- Data shown
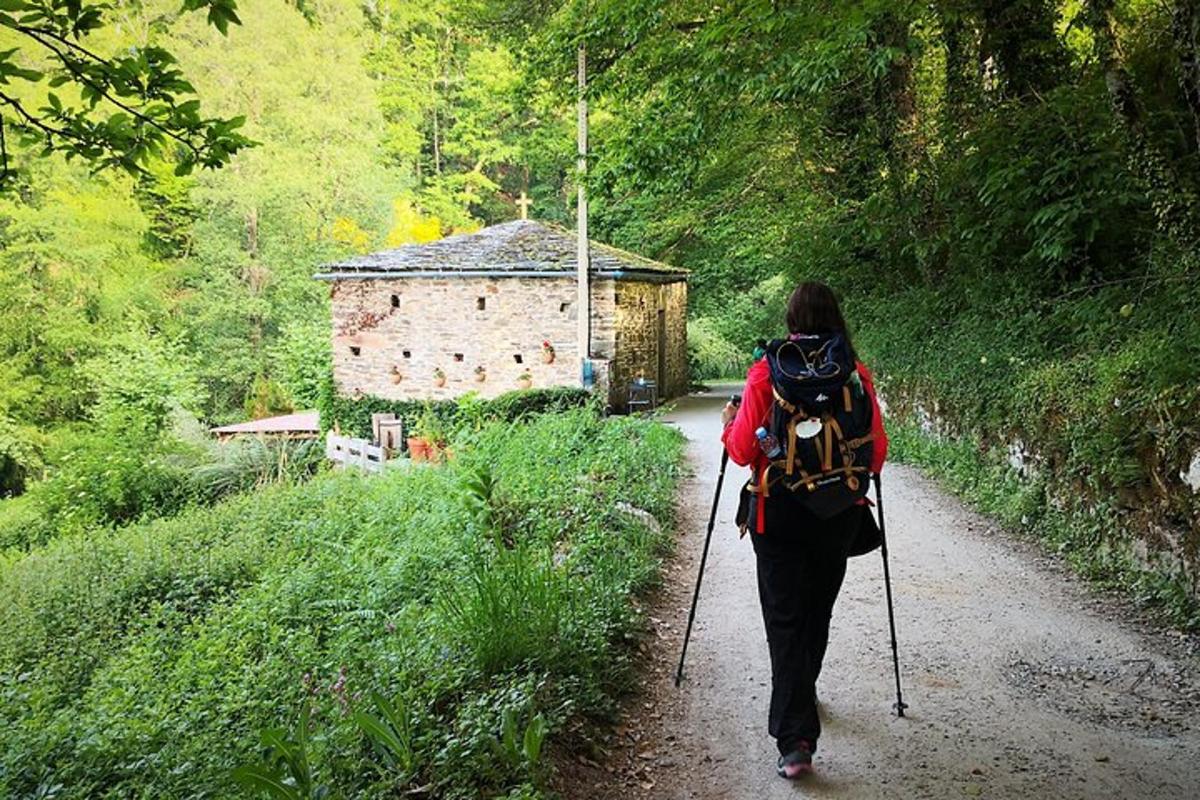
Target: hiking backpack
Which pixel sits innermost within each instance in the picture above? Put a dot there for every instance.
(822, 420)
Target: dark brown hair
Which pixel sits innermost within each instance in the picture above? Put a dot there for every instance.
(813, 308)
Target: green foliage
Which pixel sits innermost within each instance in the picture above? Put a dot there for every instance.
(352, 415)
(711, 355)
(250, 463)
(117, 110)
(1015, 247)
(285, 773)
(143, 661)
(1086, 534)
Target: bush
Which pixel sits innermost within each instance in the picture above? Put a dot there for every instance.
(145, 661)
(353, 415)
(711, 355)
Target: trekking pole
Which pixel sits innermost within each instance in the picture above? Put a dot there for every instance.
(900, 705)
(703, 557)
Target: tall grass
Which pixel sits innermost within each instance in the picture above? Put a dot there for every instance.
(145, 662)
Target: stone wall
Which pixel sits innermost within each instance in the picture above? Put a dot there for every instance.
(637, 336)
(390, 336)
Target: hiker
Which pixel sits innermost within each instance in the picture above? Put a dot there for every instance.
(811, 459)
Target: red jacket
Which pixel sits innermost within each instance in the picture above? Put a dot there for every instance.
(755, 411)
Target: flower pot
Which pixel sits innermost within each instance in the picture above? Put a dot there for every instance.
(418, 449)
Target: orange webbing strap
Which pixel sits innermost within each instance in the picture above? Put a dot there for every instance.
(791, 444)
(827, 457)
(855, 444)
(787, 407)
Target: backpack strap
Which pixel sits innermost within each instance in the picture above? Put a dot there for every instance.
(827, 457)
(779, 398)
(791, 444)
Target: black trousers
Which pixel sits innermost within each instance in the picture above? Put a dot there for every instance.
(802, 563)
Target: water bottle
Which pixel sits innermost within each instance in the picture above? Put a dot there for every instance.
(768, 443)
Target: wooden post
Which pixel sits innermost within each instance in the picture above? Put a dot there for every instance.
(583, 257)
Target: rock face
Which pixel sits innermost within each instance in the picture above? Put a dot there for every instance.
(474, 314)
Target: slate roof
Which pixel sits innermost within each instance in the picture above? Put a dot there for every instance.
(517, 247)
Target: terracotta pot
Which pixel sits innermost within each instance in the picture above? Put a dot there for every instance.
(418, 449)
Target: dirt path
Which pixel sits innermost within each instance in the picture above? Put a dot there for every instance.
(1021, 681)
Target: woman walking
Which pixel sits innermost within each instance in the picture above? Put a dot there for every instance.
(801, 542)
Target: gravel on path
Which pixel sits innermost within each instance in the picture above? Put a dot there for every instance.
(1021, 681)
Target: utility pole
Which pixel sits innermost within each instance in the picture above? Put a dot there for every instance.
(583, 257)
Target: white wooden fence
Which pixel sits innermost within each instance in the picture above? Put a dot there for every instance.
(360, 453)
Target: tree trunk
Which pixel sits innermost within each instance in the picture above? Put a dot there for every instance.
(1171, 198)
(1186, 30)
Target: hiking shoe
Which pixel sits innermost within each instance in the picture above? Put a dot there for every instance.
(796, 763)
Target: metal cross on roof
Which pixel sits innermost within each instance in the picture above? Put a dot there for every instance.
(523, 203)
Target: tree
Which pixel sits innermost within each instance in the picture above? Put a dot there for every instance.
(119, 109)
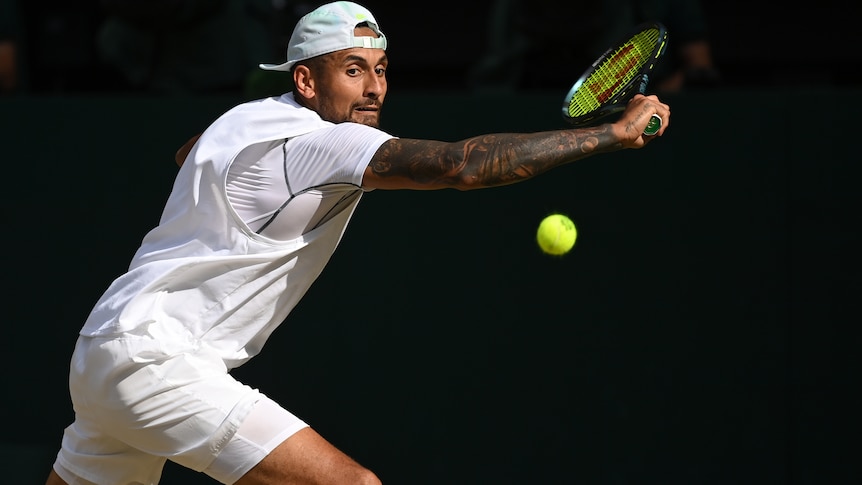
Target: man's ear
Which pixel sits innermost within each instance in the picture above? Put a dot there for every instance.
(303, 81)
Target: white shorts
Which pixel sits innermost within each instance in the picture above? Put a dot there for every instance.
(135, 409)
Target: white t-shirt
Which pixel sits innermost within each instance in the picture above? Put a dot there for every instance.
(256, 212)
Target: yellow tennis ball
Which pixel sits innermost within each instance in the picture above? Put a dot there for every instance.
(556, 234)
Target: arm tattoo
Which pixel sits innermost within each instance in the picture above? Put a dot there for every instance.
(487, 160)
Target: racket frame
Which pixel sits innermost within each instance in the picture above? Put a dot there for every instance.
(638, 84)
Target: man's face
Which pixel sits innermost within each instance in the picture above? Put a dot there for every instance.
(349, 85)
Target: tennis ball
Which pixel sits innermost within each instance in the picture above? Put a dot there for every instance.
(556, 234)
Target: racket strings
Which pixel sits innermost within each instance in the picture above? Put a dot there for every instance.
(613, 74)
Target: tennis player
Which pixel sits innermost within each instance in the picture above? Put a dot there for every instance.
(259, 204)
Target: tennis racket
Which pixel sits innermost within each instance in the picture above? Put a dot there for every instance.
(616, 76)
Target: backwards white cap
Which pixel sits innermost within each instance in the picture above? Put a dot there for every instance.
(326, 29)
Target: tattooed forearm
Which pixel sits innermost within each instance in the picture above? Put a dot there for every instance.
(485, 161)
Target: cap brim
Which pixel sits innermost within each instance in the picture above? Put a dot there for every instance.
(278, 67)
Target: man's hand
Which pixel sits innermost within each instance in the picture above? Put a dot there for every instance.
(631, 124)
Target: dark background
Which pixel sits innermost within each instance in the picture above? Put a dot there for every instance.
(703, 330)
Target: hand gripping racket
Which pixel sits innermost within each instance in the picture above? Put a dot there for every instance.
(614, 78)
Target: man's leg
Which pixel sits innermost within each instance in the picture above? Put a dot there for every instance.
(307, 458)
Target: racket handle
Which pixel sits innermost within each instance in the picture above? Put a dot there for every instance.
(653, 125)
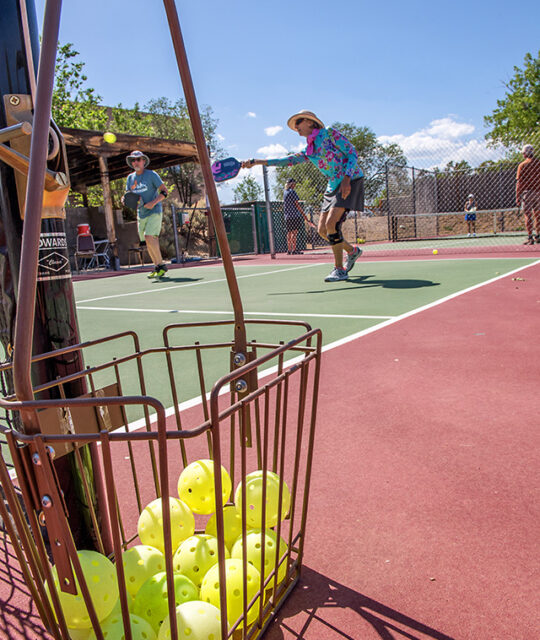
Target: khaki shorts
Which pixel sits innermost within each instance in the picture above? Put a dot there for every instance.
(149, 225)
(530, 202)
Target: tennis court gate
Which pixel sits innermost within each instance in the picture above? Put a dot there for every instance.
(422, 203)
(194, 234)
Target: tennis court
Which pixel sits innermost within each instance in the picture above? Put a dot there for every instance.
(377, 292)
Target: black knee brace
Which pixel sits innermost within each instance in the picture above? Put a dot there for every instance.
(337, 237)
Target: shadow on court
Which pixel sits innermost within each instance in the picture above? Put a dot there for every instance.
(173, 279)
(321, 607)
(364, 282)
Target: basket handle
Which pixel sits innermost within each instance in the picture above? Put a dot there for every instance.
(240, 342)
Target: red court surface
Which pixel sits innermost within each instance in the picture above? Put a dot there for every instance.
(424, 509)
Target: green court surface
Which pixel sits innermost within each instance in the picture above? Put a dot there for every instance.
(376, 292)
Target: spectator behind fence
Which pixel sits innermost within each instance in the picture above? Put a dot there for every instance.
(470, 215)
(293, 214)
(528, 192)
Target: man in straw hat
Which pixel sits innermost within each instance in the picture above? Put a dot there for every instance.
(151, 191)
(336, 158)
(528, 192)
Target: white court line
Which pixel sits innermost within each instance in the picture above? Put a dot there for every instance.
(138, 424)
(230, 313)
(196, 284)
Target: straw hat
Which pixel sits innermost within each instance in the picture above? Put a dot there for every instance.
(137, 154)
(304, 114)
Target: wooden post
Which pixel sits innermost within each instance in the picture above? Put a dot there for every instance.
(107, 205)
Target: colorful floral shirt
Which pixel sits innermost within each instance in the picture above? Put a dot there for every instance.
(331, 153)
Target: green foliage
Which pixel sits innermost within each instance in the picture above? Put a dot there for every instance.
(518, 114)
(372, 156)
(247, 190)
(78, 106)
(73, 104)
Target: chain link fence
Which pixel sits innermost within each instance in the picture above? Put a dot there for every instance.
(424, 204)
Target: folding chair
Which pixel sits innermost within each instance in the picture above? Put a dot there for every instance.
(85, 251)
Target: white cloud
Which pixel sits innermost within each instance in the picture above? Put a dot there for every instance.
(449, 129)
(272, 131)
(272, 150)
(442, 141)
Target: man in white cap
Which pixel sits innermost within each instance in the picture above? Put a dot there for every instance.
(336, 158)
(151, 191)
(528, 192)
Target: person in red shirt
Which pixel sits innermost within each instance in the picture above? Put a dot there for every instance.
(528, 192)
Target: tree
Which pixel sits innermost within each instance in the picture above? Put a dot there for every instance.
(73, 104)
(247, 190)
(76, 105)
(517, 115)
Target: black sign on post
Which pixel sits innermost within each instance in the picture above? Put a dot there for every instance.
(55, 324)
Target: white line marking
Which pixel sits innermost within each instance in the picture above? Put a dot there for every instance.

--

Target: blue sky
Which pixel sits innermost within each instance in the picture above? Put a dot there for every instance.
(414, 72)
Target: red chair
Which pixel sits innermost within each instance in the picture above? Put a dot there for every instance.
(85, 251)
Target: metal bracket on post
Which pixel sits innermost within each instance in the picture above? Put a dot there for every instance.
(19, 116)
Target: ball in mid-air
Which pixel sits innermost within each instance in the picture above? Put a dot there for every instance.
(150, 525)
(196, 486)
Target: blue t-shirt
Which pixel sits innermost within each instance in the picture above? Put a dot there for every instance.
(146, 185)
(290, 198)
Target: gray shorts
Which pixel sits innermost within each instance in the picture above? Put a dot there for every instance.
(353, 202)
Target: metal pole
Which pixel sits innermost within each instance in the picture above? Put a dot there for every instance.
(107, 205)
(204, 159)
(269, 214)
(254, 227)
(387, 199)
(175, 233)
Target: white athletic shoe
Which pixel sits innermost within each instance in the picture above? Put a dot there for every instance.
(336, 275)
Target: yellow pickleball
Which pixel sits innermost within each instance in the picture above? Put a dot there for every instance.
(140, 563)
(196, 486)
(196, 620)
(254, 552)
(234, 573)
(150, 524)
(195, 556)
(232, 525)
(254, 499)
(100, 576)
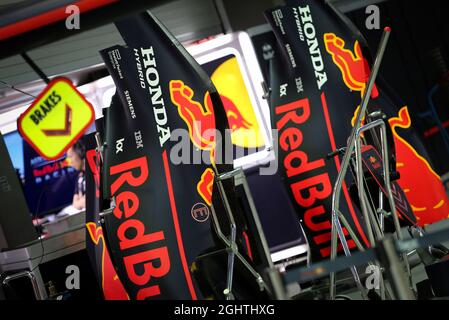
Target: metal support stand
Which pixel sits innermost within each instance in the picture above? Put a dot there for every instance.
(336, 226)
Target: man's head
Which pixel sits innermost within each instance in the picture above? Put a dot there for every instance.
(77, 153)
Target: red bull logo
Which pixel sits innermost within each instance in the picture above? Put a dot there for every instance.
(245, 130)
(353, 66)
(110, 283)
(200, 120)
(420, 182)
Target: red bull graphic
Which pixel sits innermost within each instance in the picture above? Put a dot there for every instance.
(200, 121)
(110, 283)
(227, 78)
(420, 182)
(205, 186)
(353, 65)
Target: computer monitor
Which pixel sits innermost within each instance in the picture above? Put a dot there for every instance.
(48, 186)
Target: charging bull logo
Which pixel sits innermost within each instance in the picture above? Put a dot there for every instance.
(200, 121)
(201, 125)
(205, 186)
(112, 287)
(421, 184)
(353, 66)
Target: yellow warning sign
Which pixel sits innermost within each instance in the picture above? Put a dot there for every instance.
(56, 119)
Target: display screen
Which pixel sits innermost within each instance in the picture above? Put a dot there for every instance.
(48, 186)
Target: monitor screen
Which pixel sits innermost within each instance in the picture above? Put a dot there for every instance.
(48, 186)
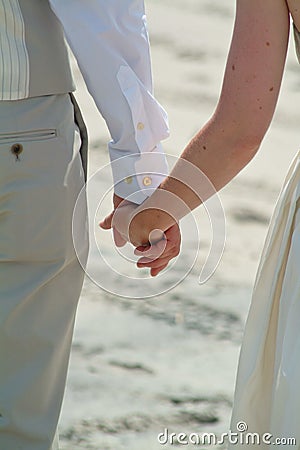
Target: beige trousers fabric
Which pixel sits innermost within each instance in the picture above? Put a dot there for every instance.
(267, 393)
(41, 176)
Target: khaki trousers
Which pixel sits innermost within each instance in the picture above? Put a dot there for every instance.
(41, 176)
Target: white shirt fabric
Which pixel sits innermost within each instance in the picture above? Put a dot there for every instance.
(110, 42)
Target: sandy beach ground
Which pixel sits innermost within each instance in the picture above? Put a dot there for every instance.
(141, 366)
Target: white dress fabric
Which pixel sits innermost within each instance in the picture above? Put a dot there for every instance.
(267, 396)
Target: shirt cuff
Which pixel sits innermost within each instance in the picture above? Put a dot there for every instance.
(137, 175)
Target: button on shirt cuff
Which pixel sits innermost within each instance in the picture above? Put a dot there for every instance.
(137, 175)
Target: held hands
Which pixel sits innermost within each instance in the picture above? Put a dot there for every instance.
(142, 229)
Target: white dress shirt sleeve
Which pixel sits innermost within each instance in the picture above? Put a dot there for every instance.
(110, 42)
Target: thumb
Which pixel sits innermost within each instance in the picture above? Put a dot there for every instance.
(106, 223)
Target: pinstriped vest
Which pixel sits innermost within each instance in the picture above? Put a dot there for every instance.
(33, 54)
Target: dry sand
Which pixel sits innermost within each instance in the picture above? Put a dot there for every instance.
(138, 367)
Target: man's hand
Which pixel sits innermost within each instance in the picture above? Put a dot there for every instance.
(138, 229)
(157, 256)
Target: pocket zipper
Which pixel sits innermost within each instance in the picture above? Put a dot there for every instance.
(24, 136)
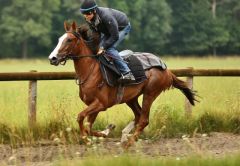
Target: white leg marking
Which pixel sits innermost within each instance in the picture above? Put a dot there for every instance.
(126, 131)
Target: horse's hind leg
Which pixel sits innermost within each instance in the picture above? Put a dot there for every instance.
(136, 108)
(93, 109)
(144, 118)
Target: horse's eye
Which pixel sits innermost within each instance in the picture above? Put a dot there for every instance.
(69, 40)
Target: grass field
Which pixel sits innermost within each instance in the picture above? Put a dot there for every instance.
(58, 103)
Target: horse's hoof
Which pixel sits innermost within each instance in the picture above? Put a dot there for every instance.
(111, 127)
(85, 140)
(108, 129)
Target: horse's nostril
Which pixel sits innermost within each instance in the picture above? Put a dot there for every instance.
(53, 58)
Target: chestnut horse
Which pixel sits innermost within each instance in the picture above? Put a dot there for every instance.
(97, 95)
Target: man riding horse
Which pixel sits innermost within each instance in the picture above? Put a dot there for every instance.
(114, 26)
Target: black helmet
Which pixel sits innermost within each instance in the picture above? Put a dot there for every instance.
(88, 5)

- Work item
Filter the entries down to the lines with the word "path" in them.

- Solution to the exercise
Target: dirt path
Target: gravel on path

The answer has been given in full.